Pointing and labeling entries
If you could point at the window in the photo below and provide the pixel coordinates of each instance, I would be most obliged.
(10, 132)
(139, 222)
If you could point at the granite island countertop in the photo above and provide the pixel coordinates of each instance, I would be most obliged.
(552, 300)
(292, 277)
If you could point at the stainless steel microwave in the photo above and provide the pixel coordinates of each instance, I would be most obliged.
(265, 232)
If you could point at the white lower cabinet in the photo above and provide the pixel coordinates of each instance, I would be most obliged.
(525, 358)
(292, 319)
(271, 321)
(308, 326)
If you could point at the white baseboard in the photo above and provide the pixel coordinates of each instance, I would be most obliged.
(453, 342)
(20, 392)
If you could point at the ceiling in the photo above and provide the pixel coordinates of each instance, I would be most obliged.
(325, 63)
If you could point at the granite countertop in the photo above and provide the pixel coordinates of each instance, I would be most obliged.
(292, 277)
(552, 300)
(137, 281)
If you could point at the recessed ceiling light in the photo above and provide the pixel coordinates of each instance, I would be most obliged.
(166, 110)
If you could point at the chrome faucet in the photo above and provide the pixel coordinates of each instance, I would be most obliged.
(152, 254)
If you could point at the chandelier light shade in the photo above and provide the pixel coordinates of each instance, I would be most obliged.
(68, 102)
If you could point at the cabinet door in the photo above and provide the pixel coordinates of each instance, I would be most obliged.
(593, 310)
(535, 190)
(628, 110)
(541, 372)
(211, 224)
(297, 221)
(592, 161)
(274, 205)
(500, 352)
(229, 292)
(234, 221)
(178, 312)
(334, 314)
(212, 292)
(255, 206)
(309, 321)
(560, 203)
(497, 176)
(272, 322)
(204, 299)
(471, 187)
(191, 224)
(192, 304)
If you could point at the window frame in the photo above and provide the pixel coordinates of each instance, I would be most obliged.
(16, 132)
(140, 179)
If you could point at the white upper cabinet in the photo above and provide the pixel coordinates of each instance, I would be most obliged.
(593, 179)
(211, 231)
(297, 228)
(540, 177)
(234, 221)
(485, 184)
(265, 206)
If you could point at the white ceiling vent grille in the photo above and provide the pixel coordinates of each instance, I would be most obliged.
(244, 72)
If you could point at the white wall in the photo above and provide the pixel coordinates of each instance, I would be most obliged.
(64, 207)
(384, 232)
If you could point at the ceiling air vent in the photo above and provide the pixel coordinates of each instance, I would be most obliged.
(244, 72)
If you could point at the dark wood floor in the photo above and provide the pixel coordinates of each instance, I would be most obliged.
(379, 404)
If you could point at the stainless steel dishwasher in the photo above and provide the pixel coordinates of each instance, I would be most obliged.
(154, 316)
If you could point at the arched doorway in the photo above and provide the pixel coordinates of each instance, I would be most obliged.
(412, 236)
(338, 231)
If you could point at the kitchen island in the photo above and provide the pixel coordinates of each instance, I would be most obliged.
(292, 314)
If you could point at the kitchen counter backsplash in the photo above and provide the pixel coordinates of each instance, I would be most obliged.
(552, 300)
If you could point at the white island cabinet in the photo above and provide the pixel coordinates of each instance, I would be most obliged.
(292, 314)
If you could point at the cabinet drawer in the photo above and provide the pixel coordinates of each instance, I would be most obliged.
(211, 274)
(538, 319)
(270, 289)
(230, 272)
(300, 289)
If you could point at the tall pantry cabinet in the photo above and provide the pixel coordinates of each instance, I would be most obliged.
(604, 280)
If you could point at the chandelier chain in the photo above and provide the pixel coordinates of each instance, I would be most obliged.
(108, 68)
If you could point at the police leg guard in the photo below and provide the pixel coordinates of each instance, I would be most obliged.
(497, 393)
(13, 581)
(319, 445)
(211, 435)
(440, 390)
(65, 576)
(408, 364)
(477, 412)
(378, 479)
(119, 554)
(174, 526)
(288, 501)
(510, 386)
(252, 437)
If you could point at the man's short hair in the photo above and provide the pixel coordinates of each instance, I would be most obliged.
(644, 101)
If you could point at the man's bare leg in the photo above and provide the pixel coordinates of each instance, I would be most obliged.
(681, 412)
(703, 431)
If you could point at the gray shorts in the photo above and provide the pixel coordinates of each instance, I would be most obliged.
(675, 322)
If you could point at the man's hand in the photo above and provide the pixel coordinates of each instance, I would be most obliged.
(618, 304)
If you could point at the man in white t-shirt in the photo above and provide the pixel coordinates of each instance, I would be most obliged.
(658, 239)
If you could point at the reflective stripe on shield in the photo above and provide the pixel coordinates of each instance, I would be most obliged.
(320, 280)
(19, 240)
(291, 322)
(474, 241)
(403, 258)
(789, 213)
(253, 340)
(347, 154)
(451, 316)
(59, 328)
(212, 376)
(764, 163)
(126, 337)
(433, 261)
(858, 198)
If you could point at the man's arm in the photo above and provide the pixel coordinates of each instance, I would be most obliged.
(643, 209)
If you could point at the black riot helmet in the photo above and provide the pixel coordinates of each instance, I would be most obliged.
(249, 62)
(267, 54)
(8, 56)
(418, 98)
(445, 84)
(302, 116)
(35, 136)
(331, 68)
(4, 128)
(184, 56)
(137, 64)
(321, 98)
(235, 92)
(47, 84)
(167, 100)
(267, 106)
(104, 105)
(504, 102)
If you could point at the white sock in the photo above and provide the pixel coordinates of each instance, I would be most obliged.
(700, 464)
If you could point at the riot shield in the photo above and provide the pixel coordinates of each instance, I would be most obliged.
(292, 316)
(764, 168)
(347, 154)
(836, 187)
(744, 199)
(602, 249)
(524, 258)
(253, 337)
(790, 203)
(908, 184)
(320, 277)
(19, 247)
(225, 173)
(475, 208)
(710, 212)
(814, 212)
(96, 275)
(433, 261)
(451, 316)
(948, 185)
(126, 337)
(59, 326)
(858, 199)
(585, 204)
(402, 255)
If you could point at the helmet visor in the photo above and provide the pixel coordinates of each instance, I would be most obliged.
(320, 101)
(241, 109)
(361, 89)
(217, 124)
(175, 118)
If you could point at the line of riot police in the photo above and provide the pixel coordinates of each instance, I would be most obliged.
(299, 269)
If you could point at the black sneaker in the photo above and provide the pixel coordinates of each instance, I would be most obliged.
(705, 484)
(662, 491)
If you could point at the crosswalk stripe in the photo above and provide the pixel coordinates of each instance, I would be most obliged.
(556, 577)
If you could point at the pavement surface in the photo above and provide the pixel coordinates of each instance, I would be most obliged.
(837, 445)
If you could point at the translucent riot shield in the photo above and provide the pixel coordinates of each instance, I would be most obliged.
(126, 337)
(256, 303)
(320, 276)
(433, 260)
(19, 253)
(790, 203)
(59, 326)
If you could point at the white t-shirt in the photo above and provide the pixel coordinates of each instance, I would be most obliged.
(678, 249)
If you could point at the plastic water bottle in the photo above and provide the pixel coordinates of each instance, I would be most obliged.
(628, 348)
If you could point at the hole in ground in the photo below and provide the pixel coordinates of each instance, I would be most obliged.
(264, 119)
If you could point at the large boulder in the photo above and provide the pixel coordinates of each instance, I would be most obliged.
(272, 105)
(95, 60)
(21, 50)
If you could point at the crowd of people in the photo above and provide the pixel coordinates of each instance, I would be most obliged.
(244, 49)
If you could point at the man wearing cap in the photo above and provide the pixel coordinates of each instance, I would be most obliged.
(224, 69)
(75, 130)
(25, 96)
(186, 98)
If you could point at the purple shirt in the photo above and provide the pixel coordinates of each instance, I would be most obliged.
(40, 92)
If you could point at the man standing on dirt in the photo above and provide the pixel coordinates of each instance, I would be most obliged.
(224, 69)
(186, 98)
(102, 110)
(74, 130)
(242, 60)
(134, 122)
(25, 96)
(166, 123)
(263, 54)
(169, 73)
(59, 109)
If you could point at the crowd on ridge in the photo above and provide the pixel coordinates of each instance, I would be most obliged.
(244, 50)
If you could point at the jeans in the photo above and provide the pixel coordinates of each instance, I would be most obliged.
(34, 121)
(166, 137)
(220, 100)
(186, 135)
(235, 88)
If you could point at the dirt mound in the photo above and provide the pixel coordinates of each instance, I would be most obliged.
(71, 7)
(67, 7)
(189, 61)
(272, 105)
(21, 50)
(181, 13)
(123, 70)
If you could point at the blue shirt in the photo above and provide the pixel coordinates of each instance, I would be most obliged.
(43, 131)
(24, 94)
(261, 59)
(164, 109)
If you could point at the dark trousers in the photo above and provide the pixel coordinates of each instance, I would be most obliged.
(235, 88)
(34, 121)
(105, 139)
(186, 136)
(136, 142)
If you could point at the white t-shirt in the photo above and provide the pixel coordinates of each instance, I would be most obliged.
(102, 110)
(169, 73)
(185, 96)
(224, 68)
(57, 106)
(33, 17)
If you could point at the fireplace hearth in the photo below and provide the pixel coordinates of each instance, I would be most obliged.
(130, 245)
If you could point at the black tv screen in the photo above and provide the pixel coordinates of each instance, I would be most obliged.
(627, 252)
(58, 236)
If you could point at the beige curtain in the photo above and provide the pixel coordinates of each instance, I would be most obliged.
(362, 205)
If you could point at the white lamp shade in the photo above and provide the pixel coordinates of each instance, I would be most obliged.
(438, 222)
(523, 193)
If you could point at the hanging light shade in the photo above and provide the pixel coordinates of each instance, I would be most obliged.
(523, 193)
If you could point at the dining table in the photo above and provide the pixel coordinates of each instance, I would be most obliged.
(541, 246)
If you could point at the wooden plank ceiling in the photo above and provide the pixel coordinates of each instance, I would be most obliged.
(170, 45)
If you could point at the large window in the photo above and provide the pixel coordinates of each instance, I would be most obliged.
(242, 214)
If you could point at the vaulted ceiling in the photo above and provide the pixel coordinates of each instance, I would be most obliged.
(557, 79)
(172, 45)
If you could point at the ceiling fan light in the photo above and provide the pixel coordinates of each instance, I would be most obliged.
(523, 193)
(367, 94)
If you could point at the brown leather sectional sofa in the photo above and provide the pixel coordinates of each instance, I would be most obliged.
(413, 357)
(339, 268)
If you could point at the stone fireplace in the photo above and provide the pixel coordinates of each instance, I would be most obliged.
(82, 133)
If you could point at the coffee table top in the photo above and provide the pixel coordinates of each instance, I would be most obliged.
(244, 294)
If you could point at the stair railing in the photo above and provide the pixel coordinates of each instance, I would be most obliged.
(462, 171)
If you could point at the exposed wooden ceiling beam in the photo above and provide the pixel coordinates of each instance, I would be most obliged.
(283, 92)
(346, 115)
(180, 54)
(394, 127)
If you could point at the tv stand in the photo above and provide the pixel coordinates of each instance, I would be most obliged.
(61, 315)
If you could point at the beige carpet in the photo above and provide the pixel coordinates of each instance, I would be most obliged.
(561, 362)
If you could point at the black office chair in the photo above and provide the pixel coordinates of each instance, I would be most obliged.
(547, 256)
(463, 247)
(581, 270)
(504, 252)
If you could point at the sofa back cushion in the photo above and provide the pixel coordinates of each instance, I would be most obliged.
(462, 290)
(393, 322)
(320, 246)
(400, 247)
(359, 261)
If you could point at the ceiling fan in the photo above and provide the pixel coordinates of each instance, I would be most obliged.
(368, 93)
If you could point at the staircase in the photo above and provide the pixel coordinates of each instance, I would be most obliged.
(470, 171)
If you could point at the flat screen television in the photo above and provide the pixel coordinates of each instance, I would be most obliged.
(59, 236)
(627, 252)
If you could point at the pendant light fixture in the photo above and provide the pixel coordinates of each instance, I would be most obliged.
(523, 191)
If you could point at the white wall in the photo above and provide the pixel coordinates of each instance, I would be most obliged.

[Work to be completed]:
Beginning with the line that contains "If you could point at the staircase", repeat every line through the end of the records and nothing more.

[Finished task]:
If you could point at the staircase in the photo above and provide the pixel coordinates of each instance, I would be most obliged.
(470, 171)
If you could point at the flat screen television in the photo above and provide the pixel coordinates of each instance, I would be most obliged.
(59, 236)
(627, 252)
If you could point at the pendant light fixture in the photo above and provide the pixel coordinates of each instance, I would be most obliged.
(523, 191)
If you could point at the white wall in the photo above and provide the pixel coordinates of each instance, I would be most obliged.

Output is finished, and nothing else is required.